§ Passage shown

A primer on some sports that thrive for their own sake

LACROSSE
One part hand-eye precision, one part head-knocking aggression, one part running like hell, lacrosse substantially alters the paradigm of standard American stick-and-ball sports. As in hockey, players are allowed to "check" opponents within a certain radius of the ball, so long as they adhere to certain rules in doing so. And the basic deployment is much like that of a soccer team, with a front line of attackers whose primary concern is scoring, a defensive goal-keeper with a row of defenders in front of him, and a trio of mid-fielders who pull double duty, sprinting upfield for offensive maneuvers and dropping back when opponents attack.
But the game's uniqueness derives primarily from its mode of ball transport, via lightweight rods (of varying size, depending on the bearer's position) with small "nets" on one end, for slinging the hard rubber projectiles from player to player or into one of the game's two five-by-five netted goals, located at either end of the 110-yard field, a few feet in front of the far boundary lines.
"It took me a whole summer just to learn how to throw the ball," says freshman rookie 'crosser Mac McCollum. "Even veteran players practice throwing and catching, throwing and snagging the ball off a cement wall for hours on end."
"Even though it's a physical game, there's really no inherent advantage in size," adds UT lacrosse coach Buff Grubb. "If you have a good finesse team vs. a physical team that checks a lot, the finesse team will win nine out of 10 times."

RUGBY
Don't ask for an in-depth explanation of the game of rugby unless you've had a good night's sleep and a lot of time on your hands. It's similar to American football, in that the object is to move the ball across the opponent's back line, called the tri line. Unlike football, there's no blocking, no forward passing, and no downs—play is continuous so long as the ball remains in bounds.
"It's a true team sport; there's no room for 'stars,'" says UT lady rugby player Lenore Kinder. "We're co-dependent. If I'm not where I need to be at any given time, it throws off our whole scheme."

§ Data supplied
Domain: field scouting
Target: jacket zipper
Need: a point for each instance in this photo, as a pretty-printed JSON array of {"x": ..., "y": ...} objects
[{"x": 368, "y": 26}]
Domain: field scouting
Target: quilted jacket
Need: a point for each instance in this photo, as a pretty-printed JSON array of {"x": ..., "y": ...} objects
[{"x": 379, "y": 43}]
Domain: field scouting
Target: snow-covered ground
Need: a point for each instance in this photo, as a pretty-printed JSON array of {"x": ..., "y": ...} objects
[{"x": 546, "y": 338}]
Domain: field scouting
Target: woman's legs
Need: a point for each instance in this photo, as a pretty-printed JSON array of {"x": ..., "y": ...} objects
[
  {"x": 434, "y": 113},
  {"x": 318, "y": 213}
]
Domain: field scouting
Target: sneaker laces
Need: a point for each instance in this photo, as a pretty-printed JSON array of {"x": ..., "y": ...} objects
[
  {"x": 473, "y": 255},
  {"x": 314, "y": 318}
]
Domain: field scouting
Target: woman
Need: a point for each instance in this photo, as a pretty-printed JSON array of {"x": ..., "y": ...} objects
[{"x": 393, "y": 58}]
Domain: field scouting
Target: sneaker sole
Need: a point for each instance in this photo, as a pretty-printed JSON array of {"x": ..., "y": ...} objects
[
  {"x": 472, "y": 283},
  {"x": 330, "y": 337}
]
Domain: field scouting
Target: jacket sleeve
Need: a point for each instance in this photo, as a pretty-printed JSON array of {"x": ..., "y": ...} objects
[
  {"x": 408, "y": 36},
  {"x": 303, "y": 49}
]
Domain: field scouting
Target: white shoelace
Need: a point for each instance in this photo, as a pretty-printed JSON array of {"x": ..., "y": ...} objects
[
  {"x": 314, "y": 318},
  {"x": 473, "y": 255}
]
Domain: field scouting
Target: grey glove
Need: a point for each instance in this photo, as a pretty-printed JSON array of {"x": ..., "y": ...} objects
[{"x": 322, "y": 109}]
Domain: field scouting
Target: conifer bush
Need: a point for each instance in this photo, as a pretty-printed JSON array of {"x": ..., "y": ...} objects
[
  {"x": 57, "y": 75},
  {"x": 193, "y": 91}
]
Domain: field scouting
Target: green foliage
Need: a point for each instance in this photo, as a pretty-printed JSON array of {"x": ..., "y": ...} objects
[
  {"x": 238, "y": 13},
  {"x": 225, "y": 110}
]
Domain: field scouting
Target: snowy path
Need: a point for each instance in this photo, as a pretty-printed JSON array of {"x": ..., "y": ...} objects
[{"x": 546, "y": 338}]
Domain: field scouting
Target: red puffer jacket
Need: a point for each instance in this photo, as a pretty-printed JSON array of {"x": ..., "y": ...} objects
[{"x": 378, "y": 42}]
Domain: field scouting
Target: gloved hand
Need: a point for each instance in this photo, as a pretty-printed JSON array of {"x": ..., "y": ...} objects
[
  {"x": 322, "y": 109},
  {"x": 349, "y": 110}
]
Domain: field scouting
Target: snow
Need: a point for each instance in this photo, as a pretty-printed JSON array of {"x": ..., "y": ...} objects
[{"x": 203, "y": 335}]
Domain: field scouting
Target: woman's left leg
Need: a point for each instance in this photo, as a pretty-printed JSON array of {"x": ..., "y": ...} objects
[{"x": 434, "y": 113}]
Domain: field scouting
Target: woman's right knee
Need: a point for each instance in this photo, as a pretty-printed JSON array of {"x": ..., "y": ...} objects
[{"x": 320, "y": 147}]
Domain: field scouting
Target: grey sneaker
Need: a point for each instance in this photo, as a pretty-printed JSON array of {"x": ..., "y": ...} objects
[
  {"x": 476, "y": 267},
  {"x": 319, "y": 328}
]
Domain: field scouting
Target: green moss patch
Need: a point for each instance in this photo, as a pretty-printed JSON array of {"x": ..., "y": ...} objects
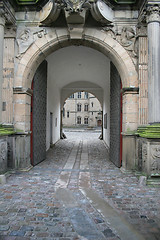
[{"x": 4, "y": 131}]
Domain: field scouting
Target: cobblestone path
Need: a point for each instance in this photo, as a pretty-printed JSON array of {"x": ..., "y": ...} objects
[{"x": 78, "y": 194}]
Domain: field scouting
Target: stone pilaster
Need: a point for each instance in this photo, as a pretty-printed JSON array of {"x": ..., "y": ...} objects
[
  {"x": 8, "y": 76},
  {"x": 153, "y": 20}
]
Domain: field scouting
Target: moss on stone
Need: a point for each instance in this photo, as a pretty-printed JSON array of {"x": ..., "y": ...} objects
[{"x": 4, "y": 131}]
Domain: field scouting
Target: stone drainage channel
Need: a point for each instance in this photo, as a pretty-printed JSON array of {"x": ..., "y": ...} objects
[{"x": 76, "y": 193}]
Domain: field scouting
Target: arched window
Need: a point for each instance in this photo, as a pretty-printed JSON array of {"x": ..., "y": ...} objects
[
  {"x": 78, "y": 107},
  {"x": 78, "y": 120},
  {"x": 86, "y": 107},
  {"x": 72, "y": 96},
  {"x": 79, "y": 94},
  {"x": 86, "y": 120}
]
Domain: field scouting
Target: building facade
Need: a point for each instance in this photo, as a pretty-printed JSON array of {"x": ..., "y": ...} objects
[
  {"x": 110, "y": 48},
  {"x": 82, "y": 109}
]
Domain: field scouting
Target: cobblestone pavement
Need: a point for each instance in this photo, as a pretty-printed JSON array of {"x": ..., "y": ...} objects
[{"x": 57, "y": 198}]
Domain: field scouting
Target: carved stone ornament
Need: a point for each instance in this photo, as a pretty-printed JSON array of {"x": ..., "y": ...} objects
[
  {"x": 153, "y": 13},
  {"x": 144, "y": 153},
  {"x": 155, "y": 159},
  {"x": 110, "y": 31},
  {"x": 6, "y": 13}
]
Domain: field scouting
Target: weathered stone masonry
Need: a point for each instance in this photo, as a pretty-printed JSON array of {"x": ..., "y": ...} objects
[{"x": 130, "y": 39}]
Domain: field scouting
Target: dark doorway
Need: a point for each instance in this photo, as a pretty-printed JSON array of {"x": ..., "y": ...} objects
[{"x": 115, "y": 117}]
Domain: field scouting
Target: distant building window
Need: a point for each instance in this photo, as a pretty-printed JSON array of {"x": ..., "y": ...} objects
[
  {"x": 78, "y": 107},
  {"x": 78, "y": 120},
  {"x": 63, "y": 112},
  {"x": 86, "y": 120},
  {"x": 72, "y": 96},
  {"x": 86, "y": 95},
  {"x": 79, "y": 94},
  {"x": 86, "y": 107}
]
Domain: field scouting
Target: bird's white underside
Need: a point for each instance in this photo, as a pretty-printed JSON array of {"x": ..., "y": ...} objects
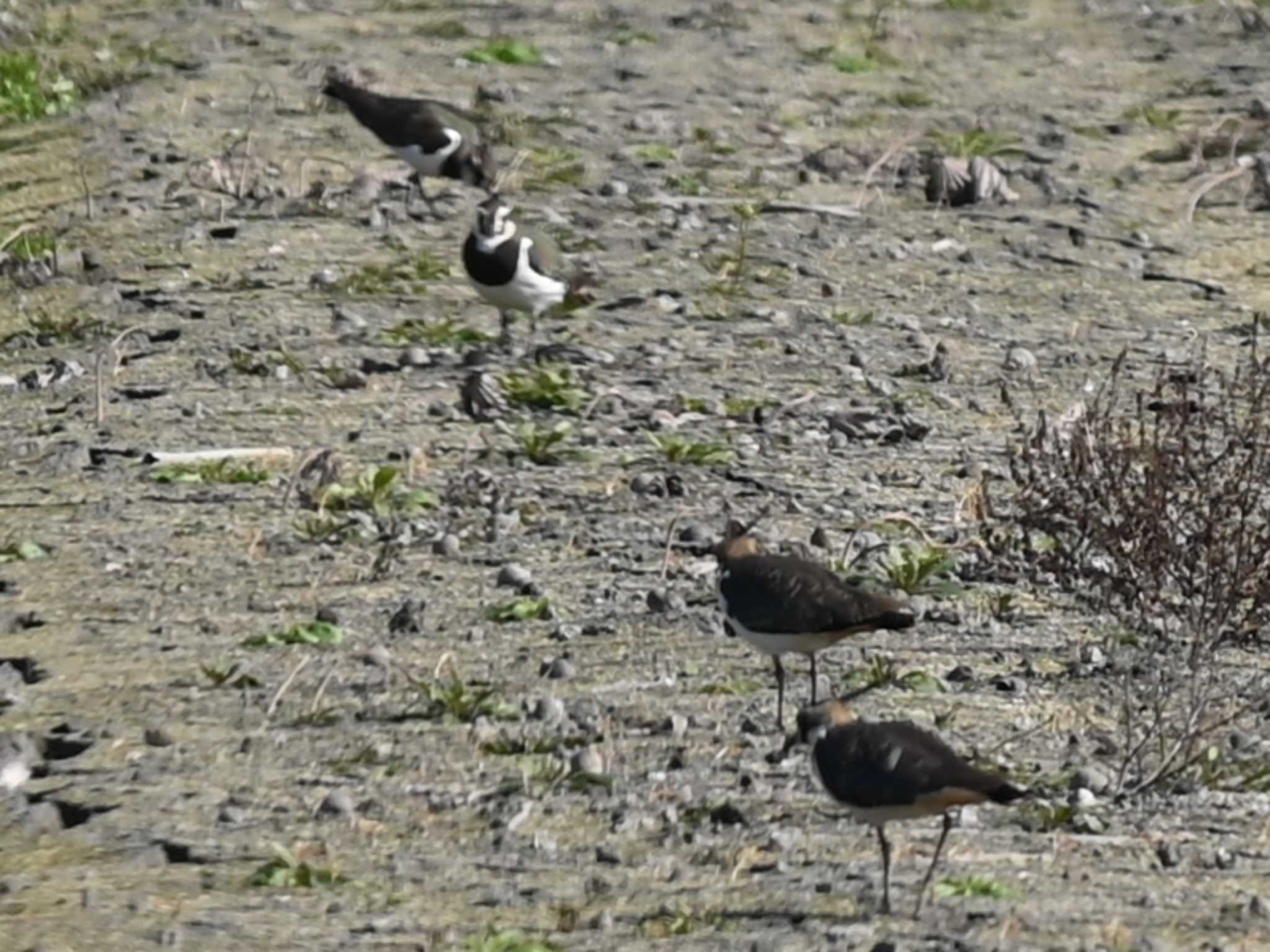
[
  {"x": 430, "y": 163},
  {"x": 778, "y": 644},
  {"x": 528, "y": 291}
]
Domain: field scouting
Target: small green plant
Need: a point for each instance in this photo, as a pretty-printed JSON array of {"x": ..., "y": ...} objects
[
  {"x": 964, "y": 145},
  {"x": 228, "y": 470},
  {"x": 654, "y": 152},
  {"x": 460, "y": 701},
  {"x": 225, "y": 677},
  {"x": 1155, "y": 117},
  {"x": 521, "y": 610},
  {"x": 409, "y": 275},
  {"x": 545, "y": 447},
  {"x": 923, "y": 570},
  {"x": 881, "y": 672},
  {"x": 554, "y": 167},
  {"x": 680, "y": 450},
  {"x": 379, "y": 490},
  {"x": 308, "y": 633},
  {"x": 973, "y": 888},
  {"x": 510, "y": 52},
  {"x": 442, "y": 30},
  {"x": 31, "y": 92},
  {"x": 546, "y": 387},
  {"x": 508, "y": 941},
  {"x": 913, "y": 99},
  {"x": 441, "y": 333},
  {"x": 33, "y": 245},
  {"x": 286, "y": 871},
  {"x": 23, "y": 551},
  {"x": 689, "y": 184}
]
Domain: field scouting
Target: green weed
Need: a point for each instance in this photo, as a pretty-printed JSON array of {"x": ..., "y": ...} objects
[
  {"x": 510, "y": 52},
  {"x": 308, "y": 633}
]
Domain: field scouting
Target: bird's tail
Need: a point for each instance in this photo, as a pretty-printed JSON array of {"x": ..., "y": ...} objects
[{"x": 1006, "y": 794}]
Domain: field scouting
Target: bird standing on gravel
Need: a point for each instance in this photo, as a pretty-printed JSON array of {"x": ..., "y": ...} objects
[
  {"x": 780, "y": 603},
  {"x": 893, "y": 771},
  {"x": 513, "y": 268},
  {"x": 436, "y": 139}
]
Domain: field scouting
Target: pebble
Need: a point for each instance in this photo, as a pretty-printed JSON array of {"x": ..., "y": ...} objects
[
  {"x": 557, "y": 669},
  {"x": 338, "y": 803},
  {"x": 513, "y": 575}
]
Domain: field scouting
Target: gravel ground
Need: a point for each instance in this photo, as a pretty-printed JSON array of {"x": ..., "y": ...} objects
[{"x": 616, "y": 790}]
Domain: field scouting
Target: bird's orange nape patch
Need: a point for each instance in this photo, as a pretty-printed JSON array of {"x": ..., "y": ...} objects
[{"x": 948, "y": 798}]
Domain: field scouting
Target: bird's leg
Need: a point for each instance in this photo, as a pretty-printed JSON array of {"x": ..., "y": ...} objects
[
  {"x": 505, "y": 334},
  {"x": 886, "y": 870},
  {"x": 780, "y": 694},
  {"x": 930, "y": 873}
]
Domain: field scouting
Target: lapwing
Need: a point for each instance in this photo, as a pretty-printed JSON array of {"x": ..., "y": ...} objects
[
  {"x": 512, "y": 268},
  {"x": 889, "y": 771},
  {"x": 437, "y": 140},
  {"x": 781, "y": 603}
]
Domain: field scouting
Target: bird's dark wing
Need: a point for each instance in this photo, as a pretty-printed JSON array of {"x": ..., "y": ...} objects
[
  {"x": 898, "y": 763},
  {"x": 783, "y": 596}
]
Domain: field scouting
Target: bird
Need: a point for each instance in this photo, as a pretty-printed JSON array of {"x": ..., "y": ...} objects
[
  {"x": 783, "y": 603},
  {"x": 887, "y": 771},
  {"x": 436, "y": 139},
  {"x": 513, "y": 268}
]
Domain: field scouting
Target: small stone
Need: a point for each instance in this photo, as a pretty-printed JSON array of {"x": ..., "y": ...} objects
[
  {"x": 549, "y": 710},
  {"x": 557, "y": 669},
  {"x": 447, "y": 546},
  {"x": 338, "y": 803},
  {"x": 675, "y": 725},
  {"x": 513, "y": 575},
  {"x": 1169, "y": 856},
  {"x": 158, "y": 738},
  {"x": 587, "y": 760}
]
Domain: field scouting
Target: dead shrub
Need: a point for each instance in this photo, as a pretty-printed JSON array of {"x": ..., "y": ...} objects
[{"x": 1155, "y": 507}]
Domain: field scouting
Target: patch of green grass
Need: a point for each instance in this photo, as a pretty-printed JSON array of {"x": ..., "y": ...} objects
[
  {"x": 225, "y": 677},
  {"x": 681, "y": 450},
  {"x": 30, "y": 90},
  {"x": 964, "y": 145},
  {"x": 521, "y": 610},
  {"x": 23, "y": 551},
  {"x": 546, "y": 387},
  {"x": 544, "y": 447},
  {"x": 285, "y": 871},
  {"x": 1155, "y": 117},
  {"x": 460, "y": 701},
  {"x": 881, "y": 672},
  {"x": 508, "y": 941},
  {"x": 380, "y": 490},
  {"x": 33, "y": 245},
  {"x": 912, "y": 99},
  {"x": 921, "y": 570},
  {"x": 554, "y": 167},
  {"x": 510, "y": 52},
  {"x": 687, "y": 184},
  {"x": 441, "y": 333},
  {"x": 308, "y": 633},
  {"x": 654, "y": 152},
  {"x": 442, "y": 30},
  {"x": 230, "y": 471},
  {"x": 411, "y": 275},
  {"x": 973, "y": 886}
]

§ To-do list
1. In the sports primer, how long is the lacrosse field?
2. Check each statement against the sports primer and mark it yes or no, quoting the words that settle it.
(a) Lacrosse mid-fielders play only on offense.
(b) Rugby does not allow forward passing.
(c) Coach Buff Grubb says larger players have a built-in edge in lacrosse.
3. Translate this sentence from the sports primer into Spanish: "It's similar to American football, in that the object is to move the ball across the opponent's back line, called the tri line."

§ Answer list
1. 110 yards

2.
(a) No: "sprinting upfield for offensive maneuvers and dropping back when opponents attack"
(b) Yes: "there's no blocking, no forward passing, and no downs"
(c) No: "there's really no inherent advantage in size"

3. Es similar al fútbol americano, en el sentido de que el objetivo es llevar el balón más allá de la línea de fondo del rival, llamada «tri line».